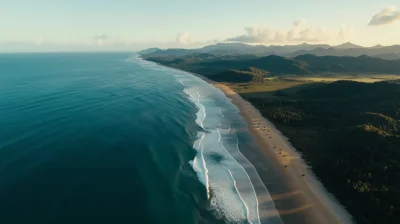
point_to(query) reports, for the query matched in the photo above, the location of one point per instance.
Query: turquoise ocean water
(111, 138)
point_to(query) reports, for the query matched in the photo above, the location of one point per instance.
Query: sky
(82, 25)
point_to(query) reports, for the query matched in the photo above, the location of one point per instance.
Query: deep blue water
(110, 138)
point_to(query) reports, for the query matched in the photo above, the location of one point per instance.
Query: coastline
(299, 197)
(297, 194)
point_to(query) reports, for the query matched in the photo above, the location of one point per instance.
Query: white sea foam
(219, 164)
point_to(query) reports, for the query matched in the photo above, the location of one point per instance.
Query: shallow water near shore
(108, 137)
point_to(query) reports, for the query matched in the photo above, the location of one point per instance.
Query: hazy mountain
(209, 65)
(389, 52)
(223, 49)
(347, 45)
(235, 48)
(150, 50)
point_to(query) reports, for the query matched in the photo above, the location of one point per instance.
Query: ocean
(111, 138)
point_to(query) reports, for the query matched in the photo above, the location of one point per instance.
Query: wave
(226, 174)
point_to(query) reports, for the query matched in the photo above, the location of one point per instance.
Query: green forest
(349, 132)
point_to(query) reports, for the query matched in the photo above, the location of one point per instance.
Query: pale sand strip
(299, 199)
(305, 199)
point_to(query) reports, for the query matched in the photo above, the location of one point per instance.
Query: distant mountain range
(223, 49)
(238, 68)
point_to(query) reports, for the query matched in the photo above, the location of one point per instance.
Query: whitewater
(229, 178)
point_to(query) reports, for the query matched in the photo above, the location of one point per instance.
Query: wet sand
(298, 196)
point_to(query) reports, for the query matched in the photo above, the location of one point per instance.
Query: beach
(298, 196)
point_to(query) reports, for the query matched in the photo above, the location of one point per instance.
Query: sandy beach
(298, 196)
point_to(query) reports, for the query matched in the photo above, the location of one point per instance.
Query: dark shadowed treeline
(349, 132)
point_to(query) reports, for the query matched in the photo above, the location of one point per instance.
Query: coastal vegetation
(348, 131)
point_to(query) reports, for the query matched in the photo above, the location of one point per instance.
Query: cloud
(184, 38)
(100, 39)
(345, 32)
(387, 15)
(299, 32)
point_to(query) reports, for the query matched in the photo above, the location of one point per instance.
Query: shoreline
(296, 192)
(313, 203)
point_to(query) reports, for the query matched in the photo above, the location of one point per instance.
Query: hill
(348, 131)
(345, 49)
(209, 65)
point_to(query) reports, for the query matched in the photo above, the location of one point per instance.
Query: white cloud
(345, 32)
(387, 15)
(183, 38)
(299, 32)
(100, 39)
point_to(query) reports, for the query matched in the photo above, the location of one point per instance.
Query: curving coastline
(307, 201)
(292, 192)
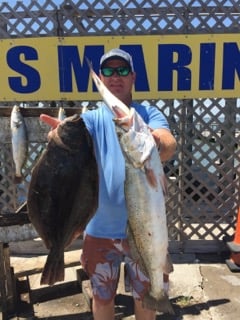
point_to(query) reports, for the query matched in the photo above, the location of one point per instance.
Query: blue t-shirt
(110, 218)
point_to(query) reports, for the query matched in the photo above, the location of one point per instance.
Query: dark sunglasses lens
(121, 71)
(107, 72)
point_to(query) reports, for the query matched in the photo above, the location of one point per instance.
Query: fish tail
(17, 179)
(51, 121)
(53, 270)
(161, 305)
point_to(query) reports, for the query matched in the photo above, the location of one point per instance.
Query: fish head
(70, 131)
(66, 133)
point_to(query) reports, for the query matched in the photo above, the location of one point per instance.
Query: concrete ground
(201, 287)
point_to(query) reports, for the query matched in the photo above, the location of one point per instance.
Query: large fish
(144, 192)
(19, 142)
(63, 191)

================================

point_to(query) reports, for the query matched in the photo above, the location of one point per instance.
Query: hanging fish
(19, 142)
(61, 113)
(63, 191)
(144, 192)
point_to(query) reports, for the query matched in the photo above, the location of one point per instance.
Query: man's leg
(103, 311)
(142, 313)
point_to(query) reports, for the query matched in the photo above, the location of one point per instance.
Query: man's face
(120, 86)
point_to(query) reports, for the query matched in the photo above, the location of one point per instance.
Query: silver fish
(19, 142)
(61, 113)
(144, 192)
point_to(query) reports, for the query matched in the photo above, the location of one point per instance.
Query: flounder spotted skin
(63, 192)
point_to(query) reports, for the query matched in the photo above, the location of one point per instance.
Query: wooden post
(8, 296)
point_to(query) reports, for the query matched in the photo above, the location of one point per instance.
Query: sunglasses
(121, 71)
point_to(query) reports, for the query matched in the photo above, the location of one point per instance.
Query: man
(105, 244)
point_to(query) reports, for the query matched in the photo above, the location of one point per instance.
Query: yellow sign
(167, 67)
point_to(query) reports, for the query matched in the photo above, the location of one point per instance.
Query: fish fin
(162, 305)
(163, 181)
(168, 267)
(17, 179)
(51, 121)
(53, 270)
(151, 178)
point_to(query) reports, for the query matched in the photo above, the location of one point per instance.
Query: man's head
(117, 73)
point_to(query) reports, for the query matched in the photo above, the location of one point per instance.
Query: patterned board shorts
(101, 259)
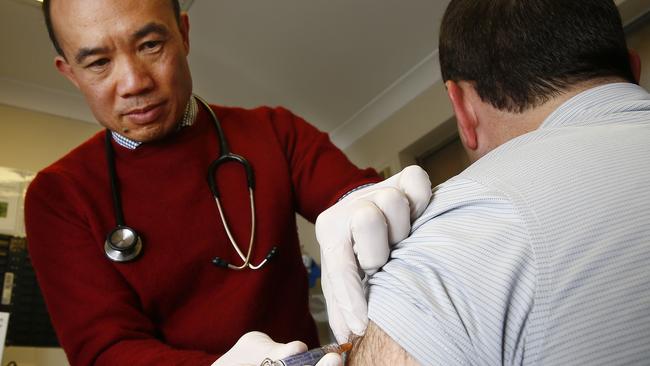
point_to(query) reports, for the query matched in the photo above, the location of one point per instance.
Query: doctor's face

================================

- [Task details] In the listing above, find the line with "Query: flounder spotted skin" and the line with "Query: doctor's face". Copy exactly those two and every line between, without the pictures.

- [Answer for this exercise]
Query: flounder spotted skin
(63, 192)
point_to(query) reports, for the query matched in the photo above, the location of one point per instance.
Query: wooden post
(8, 296)
point_to(query) reports, for the query matched in the photo above, the location of one point per instance.
Query: sunglasses
(121, 71)
point_to(query) reports, for the query matched in the photo above, the location of one point per instance.
Query: man
(105, 244)
point_to(query) reports, for the query matched in the photo above, the location of one point per instance.
Query: yellow sign
(167, 67)
point_to(query) reports, for the query matched in the photo above, the location of one point per instance.
Query: fish fin
(162, 305)
(163, 181)
(168, 267)
(17, 179)
(51, 121)
(53, 270)
(151, 178)
point_to(query) reports, for the query matched in the photo above, the location of one point per instance.
Query: man's head
(117, 73)
point_to(query) reports, for the query matched in the photo above, the location of one point per instance.
Query: patterned board shorts
(101, 259)
point_to(query) reports, for the query matched in the photo above, the location of one point per instance.
Query: doctor's face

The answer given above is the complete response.